Problem statement — Can you reproduce the text of every record below verbatim, leaving the pictures out of your answer?

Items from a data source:
##############################
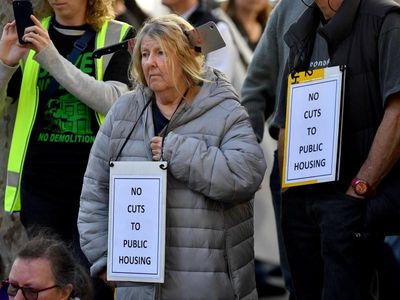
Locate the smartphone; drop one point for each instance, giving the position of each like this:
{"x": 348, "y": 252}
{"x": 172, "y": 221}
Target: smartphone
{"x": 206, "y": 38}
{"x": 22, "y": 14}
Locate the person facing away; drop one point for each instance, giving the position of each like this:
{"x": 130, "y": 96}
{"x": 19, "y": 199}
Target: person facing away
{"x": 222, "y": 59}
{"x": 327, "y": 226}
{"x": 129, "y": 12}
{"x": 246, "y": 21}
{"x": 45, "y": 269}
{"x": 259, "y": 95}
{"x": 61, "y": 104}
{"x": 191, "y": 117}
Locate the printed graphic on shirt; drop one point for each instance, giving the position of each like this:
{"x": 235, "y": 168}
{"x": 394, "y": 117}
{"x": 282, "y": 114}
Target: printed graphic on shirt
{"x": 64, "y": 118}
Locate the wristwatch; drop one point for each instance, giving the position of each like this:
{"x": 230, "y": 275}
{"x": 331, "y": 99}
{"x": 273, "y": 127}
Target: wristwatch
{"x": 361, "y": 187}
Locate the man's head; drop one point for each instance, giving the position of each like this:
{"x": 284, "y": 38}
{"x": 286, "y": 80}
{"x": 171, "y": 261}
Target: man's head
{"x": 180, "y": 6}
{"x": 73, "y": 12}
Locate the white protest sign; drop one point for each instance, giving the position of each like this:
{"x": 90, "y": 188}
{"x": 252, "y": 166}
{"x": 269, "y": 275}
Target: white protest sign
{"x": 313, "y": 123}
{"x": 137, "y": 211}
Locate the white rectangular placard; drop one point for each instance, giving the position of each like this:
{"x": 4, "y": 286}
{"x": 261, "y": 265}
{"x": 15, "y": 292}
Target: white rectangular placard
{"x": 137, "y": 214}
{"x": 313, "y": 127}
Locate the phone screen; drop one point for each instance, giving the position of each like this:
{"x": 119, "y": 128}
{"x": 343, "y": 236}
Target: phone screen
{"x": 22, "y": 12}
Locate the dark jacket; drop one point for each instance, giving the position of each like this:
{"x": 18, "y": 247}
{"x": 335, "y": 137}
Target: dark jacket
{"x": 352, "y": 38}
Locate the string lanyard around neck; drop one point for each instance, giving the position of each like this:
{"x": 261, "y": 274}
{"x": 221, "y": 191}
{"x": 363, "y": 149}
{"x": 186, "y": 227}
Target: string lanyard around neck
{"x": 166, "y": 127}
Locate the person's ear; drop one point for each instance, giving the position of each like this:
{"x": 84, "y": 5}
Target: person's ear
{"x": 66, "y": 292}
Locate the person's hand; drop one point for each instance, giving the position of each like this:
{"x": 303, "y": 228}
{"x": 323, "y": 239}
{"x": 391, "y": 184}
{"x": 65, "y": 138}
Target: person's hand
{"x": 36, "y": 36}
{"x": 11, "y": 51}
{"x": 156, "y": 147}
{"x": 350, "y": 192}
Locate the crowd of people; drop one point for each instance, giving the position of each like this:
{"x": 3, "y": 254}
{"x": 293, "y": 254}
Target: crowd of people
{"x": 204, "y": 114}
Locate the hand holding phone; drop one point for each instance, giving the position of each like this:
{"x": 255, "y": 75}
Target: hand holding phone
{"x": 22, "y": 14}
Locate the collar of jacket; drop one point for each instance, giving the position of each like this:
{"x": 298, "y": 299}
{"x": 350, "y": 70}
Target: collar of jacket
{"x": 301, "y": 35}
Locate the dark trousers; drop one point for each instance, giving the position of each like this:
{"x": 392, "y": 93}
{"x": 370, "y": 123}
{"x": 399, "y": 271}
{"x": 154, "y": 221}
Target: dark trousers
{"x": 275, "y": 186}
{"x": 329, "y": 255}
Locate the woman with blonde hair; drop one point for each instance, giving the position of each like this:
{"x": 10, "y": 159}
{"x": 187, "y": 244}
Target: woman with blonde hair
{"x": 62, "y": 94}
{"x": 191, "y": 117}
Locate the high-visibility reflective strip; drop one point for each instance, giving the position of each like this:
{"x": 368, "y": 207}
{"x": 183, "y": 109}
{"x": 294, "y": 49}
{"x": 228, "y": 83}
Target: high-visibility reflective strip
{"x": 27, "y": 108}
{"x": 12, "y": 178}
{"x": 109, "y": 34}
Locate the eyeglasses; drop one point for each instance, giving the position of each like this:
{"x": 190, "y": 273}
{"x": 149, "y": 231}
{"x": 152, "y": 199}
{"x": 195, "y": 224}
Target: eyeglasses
##############################
Task answer —
Locate the smartphone; drop one point for each instance, giving the position of each like this:
{"x": 348, "y": 252}
{"x": 172, "y": 221}
Target: smartphone
{"x": 206, "y": 38}
{"x": 22, "y": 14}
Locate the person facing away; drop one point for each instance, giving the position of each like this:
{"x": 130, "y": 96}
{"x": 19, "y": 199}
Target: person facing away
{"x": 222, "y": 59}
{"x": 327, "y": 226}
{"x": 129, "y": 12}
{"x": 246, "y": 21}
{"x": 45, "y": 269}
{"x": 259, "y": 95}
{"x": 61, "y": 104}
{"x": 191, "y": 117}
Locate the printed graphic on shirt; drop one point for each instance, giving the position of each like this:
{"x": 235, "y": 168}
{"x": 394, "y": 117}
{"x": 282, "y": 114}
Target: printed graphic on shirt
{"x": 64, "y": 118}
Locate the wristwatch; drop one point for each instance, giving the position of each like this:
{"x": 230, "y": 275}
{"x": 331, "y": 99}
{"x": 273, "y": 127}
Target: wristwatch
{"x": 361, "y": 187}
Locate the man's head; drop one point for each instance, giving the position of each like this:
{"x": 284, "y": 38}
{"x": 286, "y": 80}
{"x": 171, "y": 261}
Target: man's head
{"x": 180, "y": 6}
{"x": 73, "y": 12}
Locate the white protest sign; drop one point for each instance, giving the position of each like this:
{"x": 90, "y": 188}
{"x": 252, "y": 166}
{"x": 269, "y": 275}
Target: white protest sign
{"x": 313, "y": 123}
{"x": 137, "y": 211}
Locate the white rectangular placard; drop one point for each instance, giving the position of each like this:
{"x": 4, "y": 286}
{"x": 261, "y": 265}
{"x": 15, "y": 292}
Target: white rectangular placard
{"x": 137, "y": 214}
{"x": 313, "y": 127}
Locate the phone screen; drop one point for each instance, giving the position of each like this:
{"x": 119, "y": 128}
{"x": 343, "y": 236}
Target: phone screen
{"x": 22, "y": 12}
Locate the dark jacket; drop one point for each instance, giving the position of each like this:
{"x": 18, "y": 247}
{"x": 335, "y": 137}
Target: dark jacket
{"x": 352, "y": 38}
Locate the string lanyard around neck; drop one point for each instance, giving the position of each like this:
{"x": 261, "y": 274}
{"x": 221, "y": 191}
{"x": 363, "y": 149}
{"x": 186, "y": 227}
Target: string lanyard around neck
{"x": 166, "y": 127}
Locate the person's ear; drop one point for each instance, giving the position of each like this:
{"x": 84, "y": 5}
Target: person's ear
{"x": 66, "y": 292}
Locate the person's hand; drop one point for each instance, giving the position of each like this:
{"x": 303, "y": 228}
{"x": 323, "y": 239}
{"x": 391, "y": 184}
{"x": 65, "y": 138}
Target: person's hand
{"x": 36, "y": 36}
{"x": 11, "y": 51}
{"x": 156, "y": 147}
{"x": 350, "y": 192}
Locate the crowd of people; drop one point for each instance, giving the position of each like this:
{"x": 3, "y": 254}
{"x": 293, "y": 254}
Target: crowd of people
{"x": 204, "y": 114}
Locate the hand holding phone; drop one point for each instance, giving the position of each like this:
{"x": 255, "y": 75}
Target: hand holding phone
{"x": 22, "y": 14}
Locate the collar of jacket; drop one point for each instance, giving the position of each like this:
{"x": 298, "y": 299}
{"x": 350, "y": 70}
Target: collar of jacket
{"x": 301, "y": 35}
Locate the dark trousers; drop one point for each instance, giving the position of each like this:
{"x": 392, "y": 93}
{"x": 370, "y": 123}
{"x": 399, "y": 271}
{"x": 154, "y": 221}
Target: dark trousers
{"x": 275, "y": 186}
{"x": 329, "y": 255}
Locate the woman with blonde hair; drop one point for each instance, giving the position of each like this:
{"x": 10, "y": 159}
{"x": 187, "y": 244}
Target: woman with blonde hair
{"x": 62, "y": 94}
{"x": 191, "y": 117}
Locate the high-visibility reflective strip; drop one point for each instance, giving the position of each like this:
{"x": 368, "y": 207}
{"x": 183, "y": 109}
{"x": 294, "y": 49}
{"x": 228, "y": 83}
Target: high-visibility reflective strip
{"x": 27, "y": 108}
{"x": 12, "y": 178}
{"x": 109, "y": 34}
Locate the eyeglasses; drop one point for each instance, giving the position of each like this:
{"x": 190, "y": 273}
{"x": 149, "y": 231}
{"x": 152, "y": 199}
{"x": 195, "y": 224}
Target: eyeglasses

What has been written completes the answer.